Exercise requirements: Return every line of the listing below verbatim, with no alteration or omission.

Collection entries
* Start *

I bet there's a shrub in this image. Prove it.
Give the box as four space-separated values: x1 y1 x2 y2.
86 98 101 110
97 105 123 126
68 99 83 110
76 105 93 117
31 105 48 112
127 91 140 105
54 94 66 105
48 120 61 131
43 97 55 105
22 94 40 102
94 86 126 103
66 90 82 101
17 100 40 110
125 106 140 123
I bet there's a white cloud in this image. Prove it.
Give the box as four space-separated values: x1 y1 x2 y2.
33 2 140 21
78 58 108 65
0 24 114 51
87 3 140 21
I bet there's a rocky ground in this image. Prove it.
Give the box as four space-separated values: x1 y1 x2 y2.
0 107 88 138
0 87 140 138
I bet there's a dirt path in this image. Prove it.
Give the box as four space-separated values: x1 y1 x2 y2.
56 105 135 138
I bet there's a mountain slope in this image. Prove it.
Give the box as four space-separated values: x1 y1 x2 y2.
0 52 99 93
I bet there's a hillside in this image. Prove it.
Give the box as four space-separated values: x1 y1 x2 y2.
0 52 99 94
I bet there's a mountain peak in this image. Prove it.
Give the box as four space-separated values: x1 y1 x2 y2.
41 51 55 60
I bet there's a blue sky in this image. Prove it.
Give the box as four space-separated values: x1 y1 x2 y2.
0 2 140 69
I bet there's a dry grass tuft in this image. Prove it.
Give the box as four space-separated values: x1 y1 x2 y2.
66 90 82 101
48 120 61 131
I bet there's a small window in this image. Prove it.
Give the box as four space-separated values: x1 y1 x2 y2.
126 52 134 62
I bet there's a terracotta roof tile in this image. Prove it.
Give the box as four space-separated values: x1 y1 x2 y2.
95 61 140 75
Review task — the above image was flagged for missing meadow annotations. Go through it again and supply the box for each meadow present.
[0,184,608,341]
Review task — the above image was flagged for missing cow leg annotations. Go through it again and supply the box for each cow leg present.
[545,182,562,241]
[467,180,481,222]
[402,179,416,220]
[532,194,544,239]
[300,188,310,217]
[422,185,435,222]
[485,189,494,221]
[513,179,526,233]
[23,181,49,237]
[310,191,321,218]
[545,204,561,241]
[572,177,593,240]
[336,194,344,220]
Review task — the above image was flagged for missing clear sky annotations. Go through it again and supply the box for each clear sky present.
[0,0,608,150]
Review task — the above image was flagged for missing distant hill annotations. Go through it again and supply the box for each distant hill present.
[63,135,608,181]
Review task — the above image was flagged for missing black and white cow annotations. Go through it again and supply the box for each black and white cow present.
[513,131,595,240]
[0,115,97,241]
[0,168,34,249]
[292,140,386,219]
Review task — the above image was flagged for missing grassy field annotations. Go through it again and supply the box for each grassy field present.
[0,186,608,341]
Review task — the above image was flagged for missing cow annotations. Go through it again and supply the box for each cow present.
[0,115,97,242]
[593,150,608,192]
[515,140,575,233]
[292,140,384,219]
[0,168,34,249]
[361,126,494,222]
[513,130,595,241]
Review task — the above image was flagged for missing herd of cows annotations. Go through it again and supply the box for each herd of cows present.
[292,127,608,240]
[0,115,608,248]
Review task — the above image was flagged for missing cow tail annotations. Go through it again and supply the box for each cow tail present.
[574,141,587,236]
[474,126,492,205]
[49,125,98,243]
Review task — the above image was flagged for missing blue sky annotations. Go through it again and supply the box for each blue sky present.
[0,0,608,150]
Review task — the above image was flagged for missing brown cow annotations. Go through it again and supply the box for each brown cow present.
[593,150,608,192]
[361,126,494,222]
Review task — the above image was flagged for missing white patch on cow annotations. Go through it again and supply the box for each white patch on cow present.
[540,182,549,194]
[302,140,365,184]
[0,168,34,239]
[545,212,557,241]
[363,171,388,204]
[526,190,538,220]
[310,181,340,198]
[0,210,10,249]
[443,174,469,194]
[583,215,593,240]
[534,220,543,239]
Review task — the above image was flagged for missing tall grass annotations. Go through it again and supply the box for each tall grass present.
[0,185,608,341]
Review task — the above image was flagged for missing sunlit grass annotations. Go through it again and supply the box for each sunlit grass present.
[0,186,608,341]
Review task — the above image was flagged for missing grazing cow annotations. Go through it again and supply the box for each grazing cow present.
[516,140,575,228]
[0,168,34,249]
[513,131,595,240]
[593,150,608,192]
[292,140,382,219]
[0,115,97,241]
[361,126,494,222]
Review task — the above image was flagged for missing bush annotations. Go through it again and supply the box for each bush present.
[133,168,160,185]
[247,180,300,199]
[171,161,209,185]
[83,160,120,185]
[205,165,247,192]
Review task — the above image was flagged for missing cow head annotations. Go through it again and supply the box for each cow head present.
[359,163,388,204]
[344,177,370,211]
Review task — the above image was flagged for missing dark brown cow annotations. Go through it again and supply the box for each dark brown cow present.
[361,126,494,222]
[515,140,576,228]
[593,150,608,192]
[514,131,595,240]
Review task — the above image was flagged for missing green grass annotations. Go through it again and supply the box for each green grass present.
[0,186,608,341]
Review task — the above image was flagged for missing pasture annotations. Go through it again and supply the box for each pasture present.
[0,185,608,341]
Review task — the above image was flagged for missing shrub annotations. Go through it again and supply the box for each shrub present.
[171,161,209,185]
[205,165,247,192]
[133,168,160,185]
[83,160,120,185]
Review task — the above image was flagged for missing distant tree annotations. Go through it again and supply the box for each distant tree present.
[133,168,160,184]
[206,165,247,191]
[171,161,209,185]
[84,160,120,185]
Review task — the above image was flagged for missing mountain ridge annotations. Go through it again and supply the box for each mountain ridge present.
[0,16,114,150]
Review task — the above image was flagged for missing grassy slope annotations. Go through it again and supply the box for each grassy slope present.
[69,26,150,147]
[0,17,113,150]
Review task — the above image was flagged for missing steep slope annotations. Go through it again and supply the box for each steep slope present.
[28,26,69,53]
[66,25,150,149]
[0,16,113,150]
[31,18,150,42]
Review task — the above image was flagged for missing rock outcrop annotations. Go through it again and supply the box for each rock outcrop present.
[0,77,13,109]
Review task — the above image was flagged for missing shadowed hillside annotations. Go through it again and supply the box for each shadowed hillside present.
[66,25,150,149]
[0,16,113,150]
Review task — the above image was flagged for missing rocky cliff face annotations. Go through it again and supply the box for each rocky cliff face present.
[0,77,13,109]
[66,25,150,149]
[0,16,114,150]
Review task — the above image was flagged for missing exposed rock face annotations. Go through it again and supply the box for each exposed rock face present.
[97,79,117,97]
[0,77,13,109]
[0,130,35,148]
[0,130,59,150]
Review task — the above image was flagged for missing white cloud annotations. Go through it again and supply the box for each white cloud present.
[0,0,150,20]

* End *

Worked answer:
I bet there's a shrub in this image. Prove it.
Give the box as four space-separated values: x1 y1 x2 y2.
86 98 101 110
97 105 123 126
68 99 83 110
76 105 93 117
31 105 48 112
127 91 140 105
54 94 66 105
48 120 61 131
43 97 55 105
22 94 40 102
94 86 126 103
66 90 82 101
17 100 40 110
125 106 140 123
I bet there's a white cloud in this image. Prove it.
Give the box as four space-separated values: x1 y1 x2 y2.
33 2 140 21
78 58 108 65
0 24 114 51
87 3 140 21
I bet there's a rocky ground in this image. Prove it.
Give the box as four space-separated values: x1 y1 x2 y2.
0 107 88 138
0 87 140 138
I bet there's a dirt path in this image. Prove it.
Give the box as four space-separated values: x1 y1 x2 y2.
56 105 135 138
I bet there's a mountain slope in this image. Prove it.
Give the box as four space-separated values: x1 y1 x2 y2.
0 52 99 93
I bet there's a hillside in this image. Prove it.
Give the box as four space-separated values: x1 y1 x2 y2.
0 52 99 94
I bet there's a mountain peak in this image. Prove it.
Give the box as four space-separated values: x1 y1 x2 y2.
41 51 55 60
I bet there's a blue sky in this image. Prove it.
Give the box as four space-separated values: x1 y1 x2 y2.
0 2 140 69
I bet there's a dry grass tuft in this image. Prove it.
Give the box as four space-separated values: x1 y1 x2 y2.
66 90 82 101
48 120 61 131
I bet there's a small window in this image. Prove it.
Give the box as four space-separated values: x1 y1 x2 y2.
126 52 134 62
I bet there's a terracotta roof tile in this image. Prove it.
Give the box as four space-separated values: x1 y1 x2 y2.
95 61 140 75
Review task — the above image was flagged for missing meadow annotations. Go through it again and supply the box for each meadow present.
[0,184,608,341]
Review task — the above image was flagged for missing cow leg annotations. Go through it again and supply the box for each cow leg present.
[545,182,562,241]
[467,180,481,222]
[402,179,416,220]
[532,194,544,239]
[300,188,310,217]
[422,185,435,222]
[485,189,494,221]
[513,179,526,233]
[23,181,49,237]
[310,191,321,218]
[545,204,561,241]
[572,177,593,240]
[336,194,344,220]
Review task — the above image was flagged for missing clear sky annotations. Go through it again and supply the box for each clear sky present.
[0,0,608,150]
Review task — the above image was flagged for missing distant hill annotations. Go through it again and supply the box for each distant hill present.
[63,135,608,181]
Review task — the above image was flagged for missing black and white cow annotations. Go through it again and supply the box for each black and white cow present.
[513,131,595,240]
[0,115,97,241]
[0,168,34,249]
[292,140,386,219]
Review task — the above image was flagged for missing grassy field annotations. Go through it again and supply the box for each grassy field present.
[0,186,608,341]
Review task — the above image was flagged for missing cow annotations. Go through it again and supply the box for each cow present.
[0,115,97,242]
[593,150,608,192]
[515,140,575,233]
[292,140,384,219]
[0,168,34,249]
[361,126,494,222]
[513,130,595,241]
Review task — the above image was flagged for missing herd of cows annotations. Go through it again and supply the box for each herd of cows present.
[292,127,608,240]
[0,115,608,248]
Review task — the above image was flagged for missing cow tail annotations. Go through it again and supply the box for each cow tail present.
[574,141,587,236]
[474,126,492,205]
[49,125,98,243]
Review task — the above image was flagged for missing blue sky annotations. Go through it again and supply the box for each blue sky present.
[0,0,608,150]
Review task — the above image was flagged for missing brown cow annotations. Go through it again and supply the box for each brown cow present.
[593,150,608,192]
[361,126,494,222]
Review task — the above image was flagged for missing white patch on cow annotations. Go through it again and supply the box for each white patch on cow present.
[540,182,549,194]
[302,140,365,184]
[0,168,34,239]
[545,212,557,241]
[363,171,388,204]
[526,190,538,220]
[310,181,340,198]
[0,210,10,249]
[443,174,469,194]
[583,215,593,240]
[534,220,543,239]
Review task — the above image was flagged for missing tall grass annotations. Go through it again and supply the box for each tall grass present.
[0,185,608,341]
Review task — the above image was flagged for missing sunlit grass annotations. Go through it again and supply the box for each sunlit grass present.
[0,186,608,341]
Review task — the above image was flagged for missing grazing cow annotations. Go through it again and supply the box for each grazing cow present.
[516,140,575,228]
[0,168,34,249]
[513,131,595,240]
[593,150,608,192]
[292,140,382,219]
[0,115,97,241]
[361,126,494,222]
Review task — the above image was flagged for missing bush annotations. Go through it again and supply the box for each bush present.
[133,168,160,185]
[247,180,300,199]
[171,161,209,185]
[83,160,120,185]
[205,165,247,192]
Review task — the above image was flagged for missing cow head annotations. Go through it again and supply the box for each cow head present.
[359,163,388,204]
[344,177,370,211]
Review task — the above image was flagged for missing dark brown cow annotations. Go through it again and supply the box for each dark brown cow present.
[361,126,494,222]
[515,140,576,228]
[593,150,608,192]
[514,131,595,240]
Review task — the above image was flagged for missing green grass annotations. Go through it again and supply the box for each green grass present.
[0,186,608,341]
Review task — the above image was flagged for missing pasture annotations. Go through it again and supply the box for each pasture present.
[0,185,608,341]
Review task — the above image was flagged for missing shrub annotations. Go through it again and supply the box for each shrub present.
[171,161,209,185]
[205,165,247,192]
[133,168,160,185]
[83,160,120,185]
Review task — the above image was flagged for missing distant tree annotations. Go through it again and supply the box for each distant tree present.
[133,168,160,184]
[206,165,247,191]
[171,161,209,185]
[84,160,120,185]
Review task — the above image was flagged for missing mountain ridge annotations. Go through it again and supply the box for each mountain ridge present.
[0,16,114,150]
Review task — the above image was flagged for missing grassy slope annotations. Go through it again and supply the box for each grassy slope present.
[69,26,150,147]
[0,17,113,150]
Review task — the above image was flagged for missing steep slope annotations. Go through it again and supply the box for each steep slope present.
[28,26,69,53]
[66,25,150,149]
[0,16,113,150]
[31,18,150,42]
Review task — the above image was flagged for missing rock outcrop annotations. Go through it again and supply the box for each rock outcrop present.
[0,77,13,109]
Review task — the above image was flagged for missing shadowed hillside annotations. Go through it again and supply the box for each shadowed hillside present.
[66,25,150,149]
[0,16,113,150]
Review task — the above image was flagged for missing rocky cliff face annotations. Go through it again and supply the box for each rocky cliff face present.
[0,77,13,109]
[66,25,150,149]
[0,16,114,150]
Review task — the above image was flagged for missing exposed rock face annotations. Go through it again and supply the box for each exposed rock face present.
[97,79,117,97]
[0,77,13,109]
[0,130,35,148]
[0,130,59,150]
Review task — the above image was flagged for missing white cloud annotations. Go through it again and supply the box for each white cloud present.
[0,0,150,20]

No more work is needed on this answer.